Siddhartha Jain

Gates-Dell Complex, 4.410E · Austin, TX 78712
[email protected]

Hiya! I'm a PhD student at UT Austin, fortunate to be advised by Scott Aaronson. Previously, I was a MSc student at EPFL and lucky to be mentored by Mika Göös.


Papers

What is TFNP?TFNP has been studied since the 90s [Pap94] as a framework to classify NP-intermediate problems: problems which are not NP-hard but also not believed to be in P. Given that we believe quantum computers cannot solve NP-hard problems [BBBV97], NP-intermediate problems are prime candidates for useful quantum advantage.
TFNP (Total Function NP) is the complexity class of NP search problems which always have a solution. It is a search problem, which means that you recieve an input x and you want to find one of many possible y such that (x,y) is a valid input-solution pair. It is in NP which means that checking that (x,y) is valid can be done efficiently. Finally, it is total which means that given any x you are certain that there is some y such that (x,y) is a valid input-solution pair.
CreditAuthors are listed in alphabetical order in last name for most papers, which is standard in mathematics and theoretical computer science. Papers marked with an asterisk (*) use contribution order, which is standard in physics and applied areas of computer science.

Quantum Communication Advantage in TFNP

Mika Göös, Tom Gur, Siddhartha Jain, Jiawei Li
QIP 2025
Abstract We exhibit a total search problem whose communication complexity in the quantum SMP (simultaneous message passing) model is exponentially smaller than in the classical two-way randomized model. Moreover, the quantum protocol is computationally efficient and its solutions are classically verifiable, that is, the problem lies in the communication analogue of the class TFNP. Our problem is a bipartite version of a query complexity problem recently introduced by Yamakawa and Zhandry (JACM 2024). We prove the classical lower bound using the structure-vs-randomness paradigm for analyzing communication protocols.
Summary (for non-specialists) We demonstrate a communication problem which can be solved in the quantum setting by using a few hundred qubits. Yet we prove that classically, any protocol must communicate more bits than there are atoms in the observable universe.
In communication complexity, Alice and Bob recieve inputs x and y and they want to compute a known function which depends on both x and y while communicating as few (qu)bits as possible. Simulatenous message passing (SMP) is a very restricted form of communication where they are not allowed to interact with each other at all and just send a single message to a referee who computes the answer. Our protocol works in the quanutm SMP model, and we prove a lower bound in the vanilla model of classical communication where there are no restrictions placed on Alice and Bob. A crucial feature of our result is also that our problem is total: any string of the required length is allowed as input. This differs from most instances of quantum advantage that we know, since we often need to promise that our input comes from special sets which allow the quantum computer to solve it efficiently.

Consumable Data via Quantum Communication

*Dar Gilboa, Siddhartha Jain, Jarrod McClean
ICML 2024 Workshop on Agentic Markets
Abstract Classical data can be copied and re-used for computation, with adverse consequences economically and in terms of data privacy. Motivated by this, we formulate problems in one-way communication complexity where Alice holds some data and Bob holds m inputs, and he wants to compute m instances of a bipartite relation on Alice's data and each of his inputs. We call this the asymmetric direct sum question for one-way communication. We give a number of examples where the quantum communication complexity of such problems scales polynomially with m, while the classical communication complexity depends at most logarithmically on m. For these examples, data behaves like a consumable resource when the owner stores and transmits it as quantum states. We show an application to a strategic data-selling game, and discuss other potential economic implications.

Provided material:
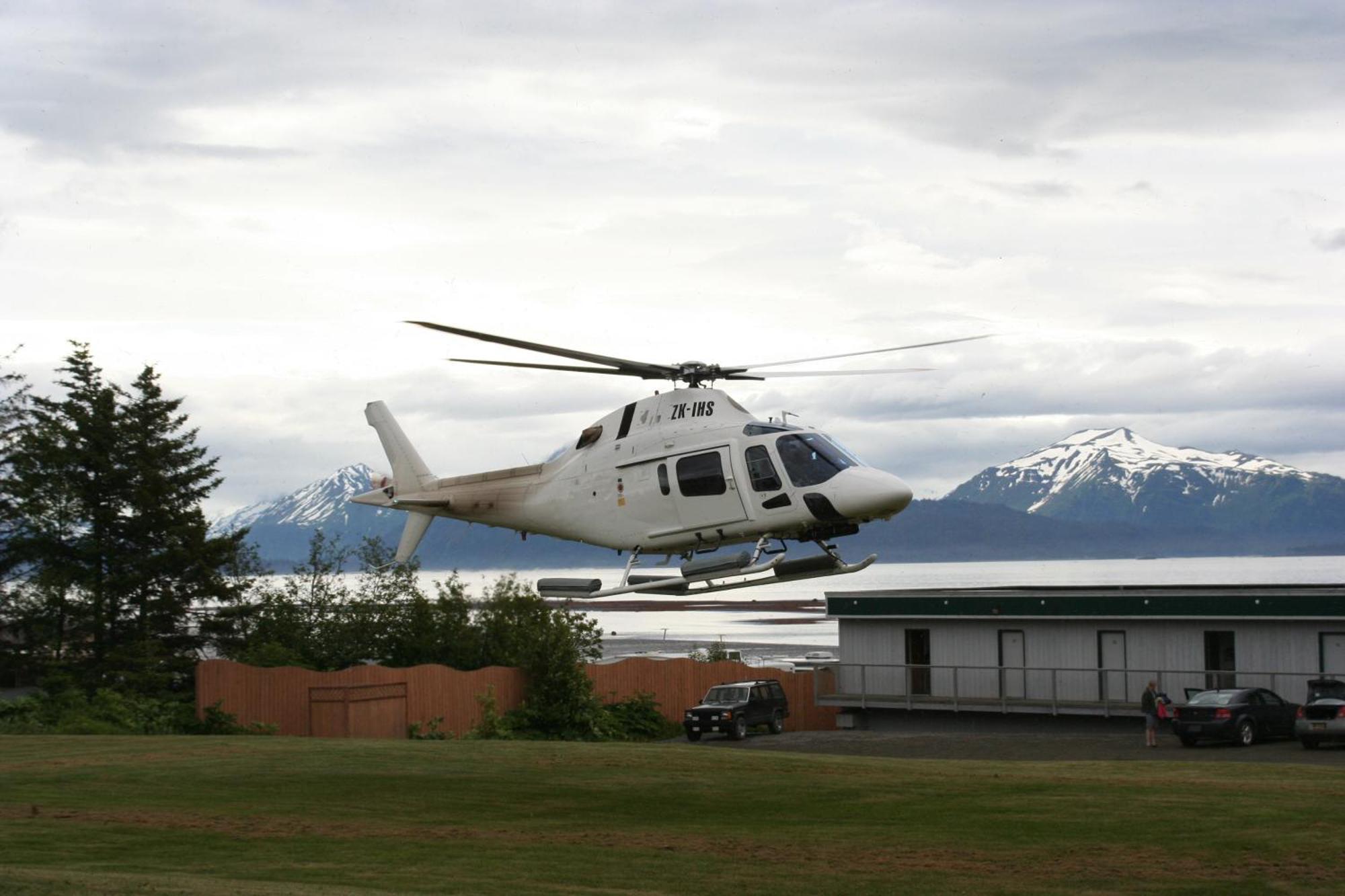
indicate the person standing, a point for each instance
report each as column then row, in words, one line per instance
column 1149, row 705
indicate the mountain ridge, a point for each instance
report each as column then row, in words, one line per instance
column 1077, row 498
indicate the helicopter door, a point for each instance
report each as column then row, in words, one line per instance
column 705, row 493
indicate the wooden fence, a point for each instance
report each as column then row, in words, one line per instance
column 377, row 701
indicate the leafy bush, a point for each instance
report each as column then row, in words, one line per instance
column 493, row 725
column 638, row 717
column 111, row 712
column 107, row 712
column 428, row 731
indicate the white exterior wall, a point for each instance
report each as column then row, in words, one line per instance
column 1171, row 650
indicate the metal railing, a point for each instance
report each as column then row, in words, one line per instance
column 1073, row 688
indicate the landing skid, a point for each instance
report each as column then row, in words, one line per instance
column 714, row 573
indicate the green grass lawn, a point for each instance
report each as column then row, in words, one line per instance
column 272, row 815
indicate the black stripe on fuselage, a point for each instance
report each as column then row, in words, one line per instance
column 627, row 416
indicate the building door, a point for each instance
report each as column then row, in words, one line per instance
column 1221, row 659
column 918, row 659
column 1012, row 659
column 1112, row 662
column 1332, row 647
column 707, row 493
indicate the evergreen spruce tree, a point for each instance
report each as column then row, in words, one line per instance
column 110, row 541
column 169, row 557
column 68, row 497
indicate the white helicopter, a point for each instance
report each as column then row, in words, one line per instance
column 677, row 474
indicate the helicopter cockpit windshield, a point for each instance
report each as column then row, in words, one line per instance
column 810, row 458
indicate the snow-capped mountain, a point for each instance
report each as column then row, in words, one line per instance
column 318, row 503
column 283, row 528
column 1114, row 475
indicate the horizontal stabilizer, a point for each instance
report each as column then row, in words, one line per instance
column 416, row 528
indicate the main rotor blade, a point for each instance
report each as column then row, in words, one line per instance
column 574, row 368
column 774, row 374
column 656, row 372
column 853, row 354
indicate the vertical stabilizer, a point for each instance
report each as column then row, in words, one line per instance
column 410, row 471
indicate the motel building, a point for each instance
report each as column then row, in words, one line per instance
column 1071, row 650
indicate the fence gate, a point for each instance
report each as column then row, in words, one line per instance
column 358, row 710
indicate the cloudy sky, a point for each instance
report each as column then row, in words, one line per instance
column 1147, row 202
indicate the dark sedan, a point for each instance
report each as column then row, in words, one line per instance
column 1242, row 715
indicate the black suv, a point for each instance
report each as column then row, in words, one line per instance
column 736, row 706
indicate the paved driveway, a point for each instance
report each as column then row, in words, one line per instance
column 1056, row 743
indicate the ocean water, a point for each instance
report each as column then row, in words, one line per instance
column 744, row 624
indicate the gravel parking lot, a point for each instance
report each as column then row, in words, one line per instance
column 1026, row 739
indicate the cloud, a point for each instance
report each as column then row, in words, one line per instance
column 1035, row 189
column 1334, row 241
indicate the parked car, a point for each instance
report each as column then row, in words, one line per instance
column 1241, row 715
column 732, row 708
column 1323, row 719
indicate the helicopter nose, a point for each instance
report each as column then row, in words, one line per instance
column 868, row 493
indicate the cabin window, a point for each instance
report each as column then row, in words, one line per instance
column 810, row 459
column 699, row 475
column 762, row 470
column 588, row 438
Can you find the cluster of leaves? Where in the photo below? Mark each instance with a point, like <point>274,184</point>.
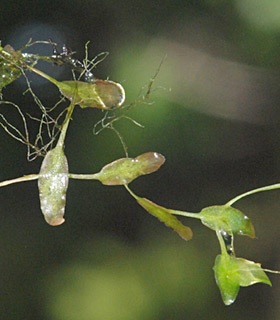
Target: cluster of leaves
<point>230,271</point>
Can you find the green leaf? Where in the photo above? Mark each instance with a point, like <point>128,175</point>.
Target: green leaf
<point>102,94</point>
<point>164,215</point>
<point>231,273</point>
<point>8,71</point>
<point>125,170</point>
<point>228,219</point>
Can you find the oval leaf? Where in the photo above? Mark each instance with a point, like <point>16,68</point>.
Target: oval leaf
<point>125,170</point>
<point>228,219</point>
<point>102,94</point>
<point>231,273</point>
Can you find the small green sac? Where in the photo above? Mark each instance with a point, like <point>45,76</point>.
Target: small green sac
<point>125,170</point>
<point>231,273</point>
<point>8,71</point>
<point>53,184</point>
<point>228,219</point>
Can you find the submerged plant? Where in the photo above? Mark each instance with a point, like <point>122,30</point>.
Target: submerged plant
<point>230,271</point>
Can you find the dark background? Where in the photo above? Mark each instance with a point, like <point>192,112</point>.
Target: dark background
<point>216,120</point>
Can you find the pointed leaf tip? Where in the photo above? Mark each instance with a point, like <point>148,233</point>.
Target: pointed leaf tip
<point>165,216</point>
<point>229,219</point>
<point>231,273</point>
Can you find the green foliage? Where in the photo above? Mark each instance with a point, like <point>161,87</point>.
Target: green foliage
<point>230,271</point>
<point>123,171</point>
<point>228,219</point>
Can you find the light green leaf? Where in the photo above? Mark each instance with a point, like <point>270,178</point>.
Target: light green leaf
<point>125,170</point>
<point>231,273</point>
<point>164,215</point>
<point>228,219</point>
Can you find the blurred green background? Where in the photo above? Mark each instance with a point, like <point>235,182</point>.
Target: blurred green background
<point>217,123</point>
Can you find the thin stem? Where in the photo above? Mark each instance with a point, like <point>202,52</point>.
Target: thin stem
<point>267,188</point>
<point>186,214</point>
<point>42,74</point>
<point>171,211</point>
<point>221,241</point>
<point>83,176</point>
<point>21,179</point>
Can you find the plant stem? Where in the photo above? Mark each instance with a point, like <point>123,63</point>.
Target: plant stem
<point>186,214</point>
<point>21,179</point>
<point>248,193</point>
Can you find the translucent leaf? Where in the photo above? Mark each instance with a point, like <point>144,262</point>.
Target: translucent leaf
<point>8,71</point>
<point>228,219</point>
<point>165,216</point>
<point>52,184</point>
<point>102,94</point>
<point>231,273</point>
<point>125,170</point>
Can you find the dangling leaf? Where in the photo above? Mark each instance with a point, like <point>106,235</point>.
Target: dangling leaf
<point>101,94</point>
<point>53,184</point>
<point>8,70</point>
<point>231,273</point>
<point>164,215</point>
<point>125,170</point>
<point>229,219</point>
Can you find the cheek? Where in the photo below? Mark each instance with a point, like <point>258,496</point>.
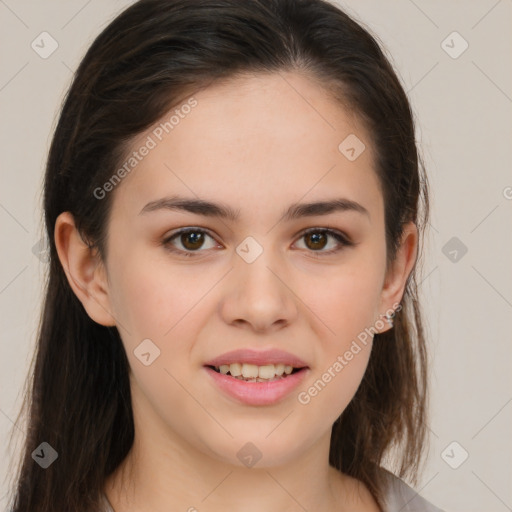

Given problem 1:
Answer these questions from the profile page.
(a) Who advises the PhD student at UT Austin?
(b) What order do papers marked with an asterisk use?
(c) At which venue did "Consumable Data via Quantum Communication" appear?
Given problem 2: Render the records as a JSON list of strings, one string per line and no blank lines. Begin at the start of the records and stop after the line that contains "column 1171, row 650". Leave the pictures out.

Task solution 1:
(a) Scott Aaronson
(b) Contribution order
(c) ICML 2024 Workshop on Agentic Markets

Task solution 2:
[
  "indicate the person standing, a point for each instance",
  "report each as column then row, in words, one line per instance",
  "column 1149, row 705",
  "indicate the mountain ridge, a point for each instance",
  "report each as column then row, in words, one line per instance",
  "column 1077, row 498",
  "indicate the helicopter door, a point for each instance",
  "report each as column then row, in words, one line per instance",
  "column 705, row 493",
  "indicate the wooden fence, a point for each instance",
  "report each as column then row, in words, one line per instance",
  "column 377, row 701",
  "indicate the leafy bush, a point for each instance",
  "report each as column then row, in words, one line per instance",
  "column 493, row 725",
  "column 638, row 717",
  "column 111, row 712",
  "column 107, row 712",
  "column 428, row 731",
  "indicate the white exterior wall, a point for each instance",
  "report each as column then row, in words, one line per instance",
  "column 1171, row 650"
]